#### [Required task]
Format every line of the rows below as a Markdown table with the columns No. and Line, numbering each line under No. Leave out blank lines and the pictures.

(Outline annotation records)
|---|

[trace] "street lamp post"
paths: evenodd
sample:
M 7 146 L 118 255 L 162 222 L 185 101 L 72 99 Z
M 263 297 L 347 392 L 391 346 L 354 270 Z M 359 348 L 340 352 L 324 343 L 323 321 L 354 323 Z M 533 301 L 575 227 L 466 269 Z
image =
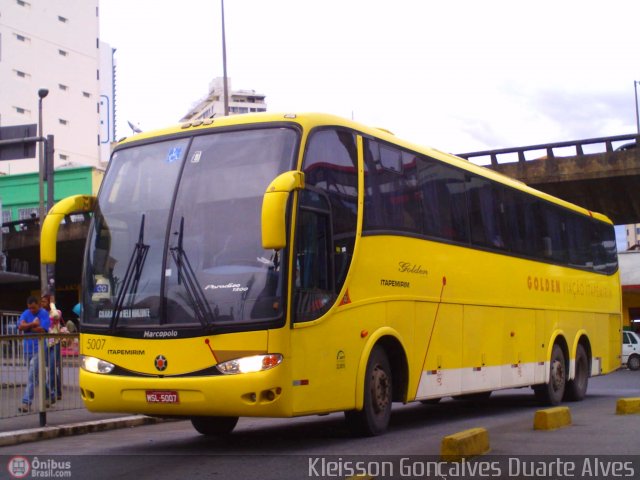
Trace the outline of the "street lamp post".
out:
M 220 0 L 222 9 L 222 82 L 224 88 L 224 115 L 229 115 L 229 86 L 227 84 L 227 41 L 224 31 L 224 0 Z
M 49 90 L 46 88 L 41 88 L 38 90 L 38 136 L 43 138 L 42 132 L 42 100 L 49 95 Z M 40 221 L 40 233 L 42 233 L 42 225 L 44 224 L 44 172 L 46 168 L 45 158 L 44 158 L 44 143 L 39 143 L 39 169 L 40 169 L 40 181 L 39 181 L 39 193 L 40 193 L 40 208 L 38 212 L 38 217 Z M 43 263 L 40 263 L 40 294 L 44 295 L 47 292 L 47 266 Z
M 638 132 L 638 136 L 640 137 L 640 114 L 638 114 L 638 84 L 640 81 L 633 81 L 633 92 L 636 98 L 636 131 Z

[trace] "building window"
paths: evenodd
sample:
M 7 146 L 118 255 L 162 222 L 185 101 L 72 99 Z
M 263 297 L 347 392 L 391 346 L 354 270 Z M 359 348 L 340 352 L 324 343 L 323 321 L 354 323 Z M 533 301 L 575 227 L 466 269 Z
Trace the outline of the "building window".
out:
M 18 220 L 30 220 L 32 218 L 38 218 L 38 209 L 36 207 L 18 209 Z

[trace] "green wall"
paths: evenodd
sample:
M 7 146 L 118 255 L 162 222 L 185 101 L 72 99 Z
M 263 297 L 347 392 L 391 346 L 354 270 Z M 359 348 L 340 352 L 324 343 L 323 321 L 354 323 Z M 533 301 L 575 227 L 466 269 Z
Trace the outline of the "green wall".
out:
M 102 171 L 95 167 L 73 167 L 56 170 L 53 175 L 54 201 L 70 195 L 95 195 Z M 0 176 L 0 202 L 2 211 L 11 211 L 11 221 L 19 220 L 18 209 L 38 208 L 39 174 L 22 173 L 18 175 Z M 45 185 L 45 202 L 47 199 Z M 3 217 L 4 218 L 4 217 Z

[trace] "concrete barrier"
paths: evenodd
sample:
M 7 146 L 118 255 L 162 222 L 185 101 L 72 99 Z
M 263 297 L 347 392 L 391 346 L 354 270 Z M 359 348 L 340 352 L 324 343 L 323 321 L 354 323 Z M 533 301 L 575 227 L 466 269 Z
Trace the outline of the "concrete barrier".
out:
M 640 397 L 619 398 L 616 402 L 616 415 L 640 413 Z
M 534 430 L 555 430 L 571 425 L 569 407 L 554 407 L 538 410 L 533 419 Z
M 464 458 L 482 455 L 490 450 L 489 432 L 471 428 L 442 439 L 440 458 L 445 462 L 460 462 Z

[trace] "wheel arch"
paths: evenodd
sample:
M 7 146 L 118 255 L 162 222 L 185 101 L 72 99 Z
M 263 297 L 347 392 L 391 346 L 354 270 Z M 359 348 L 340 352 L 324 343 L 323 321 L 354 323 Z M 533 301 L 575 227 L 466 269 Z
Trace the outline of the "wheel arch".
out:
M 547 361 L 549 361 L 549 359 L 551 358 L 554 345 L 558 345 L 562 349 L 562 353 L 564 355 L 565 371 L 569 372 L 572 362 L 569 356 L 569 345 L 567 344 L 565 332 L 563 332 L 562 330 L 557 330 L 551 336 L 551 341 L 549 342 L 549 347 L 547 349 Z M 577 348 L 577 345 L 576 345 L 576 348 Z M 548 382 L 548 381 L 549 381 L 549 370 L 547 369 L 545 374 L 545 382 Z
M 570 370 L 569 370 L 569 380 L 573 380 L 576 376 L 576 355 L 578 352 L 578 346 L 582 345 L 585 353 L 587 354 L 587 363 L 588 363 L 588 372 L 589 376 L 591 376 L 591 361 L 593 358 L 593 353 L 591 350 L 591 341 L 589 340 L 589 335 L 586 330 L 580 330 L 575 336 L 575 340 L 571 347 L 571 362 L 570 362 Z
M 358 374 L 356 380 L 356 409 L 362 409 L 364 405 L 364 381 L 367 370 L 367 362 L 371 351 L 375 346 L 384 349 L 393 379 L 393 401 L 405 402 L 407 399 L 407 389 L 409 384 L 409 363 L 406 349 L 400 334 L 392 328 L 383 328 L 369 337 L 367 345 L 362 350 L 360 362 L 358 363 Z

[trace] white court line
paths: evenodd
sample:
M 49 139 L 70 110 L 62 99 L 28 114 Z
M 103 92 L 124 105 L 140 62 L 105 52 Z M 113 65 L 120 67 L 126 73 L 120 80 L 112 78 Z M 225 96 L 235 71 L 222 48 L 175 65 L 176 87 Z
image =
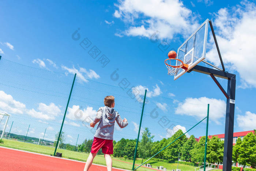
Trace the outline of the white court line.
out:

|---|

#### [Task output]
| No. | Line |
|---|---|
| 1 | [trace] "street lamp post" |
| 2 | paths: evenodd |
| 3 | sample: |
| 4 | M 7 146 L 118 255 L 162 222 L 185 101 L 72 99 Z |
| 5 | M 263 297 L 347 392 L 391 346 L 354 270 Z M 359 348 L 340 352 L 324 343 L 323 321 L 354 323 Z M 533 301 L 575 227 L 466 269 Z |
| 6 | image = |
| 7 | Trace the outline of the "street lamp post". |
| 8 | out: |
| 9 | M 220 0 L 222 9 L 222 82 L 224 88 L 224 115 L 229 115 L 229 86 L 227 84 L 227 41 L 224 31 L 224 0 Z |
| 10 | M 49 90 L 46 88 L 41 88 L 38 90 L 38 136 L 43 138 L 42 132 L 42 100 L 49 95 Z M 40 221 L 40 233 L 42 233 L 42 225 L 44 224 L 44 172 L 46 168 L 45 158 L 44 158 L 44 143 L 39 143 L 39 169 L 40 169 L 40 181 L 39 181 L 39 193 L 40 193 L 40 208 L 38 212 L 38 217 Z M 43 263 L 40 263 L 40 294 L 44 295 L 47 292 L 47 266 Z |
| 11 | M 638 132 L 638 136 L 640 137 L 640 114 L 638 114 L 638 84 L 640 81 L 633 81 L 633 92 L 636 98 L 636 131 Z |
| 12 | [trace] "building window" |
| 13 | paths: evenodd |
| 14 | sample: |
| 15 | M 7 146 L 118 255 L 162 222 L 185 101 L 72 99 Z |
| 16 | M 263 297 L 347 392 L 391 346 L 354 270 Z M 359 348 L 340 352 L 324 343 L 323 321 L 354 323 Z M 533 301 L 575 227 L 466 269 Z |
| 17 | Trace the outline of the "building window". |
| 18 | out: |
| 19 | M 18 220 L 30 220 L 32 218 L 38 218 L 38 209 L 36 207 L 18 209 Z |
| 20 | [trace] "green wall" |
| 21 | paths: evenodd |
| 22 | sample: |
| 23 | M 7 146 L 118 255 L 162 222 L 185 101 L 72 99 Z |
| 24 | M 263 297 L 347 392 L 391 346 L 354 270 Z M 359 348 L 340 352 L 324 343 L 323 321 L 354 323 Z M 533 301 L 575 227 L 466 269 Z |
| 25 | Trace the outline of the "green wall". |
| 26 | out: |
| 27 | M 102 171 L 95 167 L 73 167 L 56 170 L 53 175 L 54 201 L 70 195 L 95 195 Z M 0 176 L 0 202 L 2 211 L 11 211 L 11 221 L 19 220 L 18 209 L 38 208 L 39 174 L 22 173 L 18 175 Z M 45 185 L 45 202 L 47 199 Z M 3 217 L 4 218 L 4 217 Z |
| 28 | [trace] "concrete barrier" |
| 29 | paths: evenodd |
| 30 | sample: |
| 31 | M 7 146 L 118 255 L 162 222 L 185 101 L 72 99 Z |
| 32 | M 263 297 L 347 392 L 391 346 L 354 270 Z M 359 348 L 340 352 L 324 343 L 323 321 L 354 323 Z M 533 301 L 575 227 L 466 269 Z |
| 33 | Trace the outline of the "concrete barrier". |
| 34 | out: |
| 35 | M 640 397 L 619 398 L 616 402 L 616 415 L 640 413 Z |
| 36 | M 534 430 L 555 430 L 571 425 L 569 407 L 554 407 L 538 410 L 533 419 Z |
| 37 | M 464 458 L 482 455 L 490 450 L 489 432 L 471 428 L 442 439 L 440 458 L 445 462 L 460 462 Z |
| 38 | [trace] "wheel arch" |
| 39 | paths: evenodd |
| 40 | sample: |
| 41 | M 7 146 L 118 255 L 162 222 L 185 101 L 72 99 Z |
| 42 | M 263 297 L 347 392 L 391 346 L 354 270 Z M 359 348 L 340 352 L 324 343 L 323 321 L 354 323 Z M 533 301 L 575 227 L 466 269 Z |
| 43 | Trace the outline of the "wheel arch". |
| 44 | out: |
| 45 | M 547 361 L 549 361 L 549 359 L 551 358 L 554 345 L 558 345 L 562 349 L 562 353 L 564 355 L 565 371 L 569 372 L 572 362 L 569 356 L 569 345 L 567 344 L 565 332 L 563 332 L 562 330 L 557 330 L 551 336 L 551 341 L 549 342 L 549 347 L 547 349 Z M 577 348 L 577 345 L 576 345 L 576 348 Z M 548 382 L 548 381 L 549 381 L 549 370 L 547 369 L 545 374 L 545 382 Z |
| 46 | M 570 370 L 569 370 L 569 380 L 573 380 L 576 376 L 576 355 L 578 352 L 578 346 L 582 345 L 585 353 L 587 354 L 587 363 L 588 363 L 588 372 L 589 376 L 591 376 L 591 361 L 593 358 L 593 353 L 591 350 L 591 341 L 589 340 L 589 335 L 586 330 L 580 330 L 575 336 L 575 340 L 571 347 L 571 362 L 570 362 Z |
| 47 | M 358 374 L 356 380 L 356 409 L 362 409 L 364 405 L 364 381 L 367 370 L 367 362 L 371 351 L 375 346 L 384 349 L 393 379 L 393 401 L 405 402 L 407 399 L 407 389 L 409 384 L 409 363 L 406 349 L 400 334 L 392 328 L 383 328 L 369 337 L 367 345 L 362 350 L 360 362 L 358 363 Z |
| 48 | [trace] white court line |
| 49 | paths: evenodd |
| 50 | sample: |
| 51 | M 49 139 L 70 110 L 62 99 L 28 114 Z |
| 52 | M 103 92 L 124 105 L 140 62 L 105 52 Z M 113 65 L 120 67 L 126 73 L 120 80 L 112 78 Z M 225 96 L 235 71 L 222 48 L 175 65 L 176 87 Z |
| 53 | image = |
| 54 | Trace the outline of the white court line. |
| 55 | out: |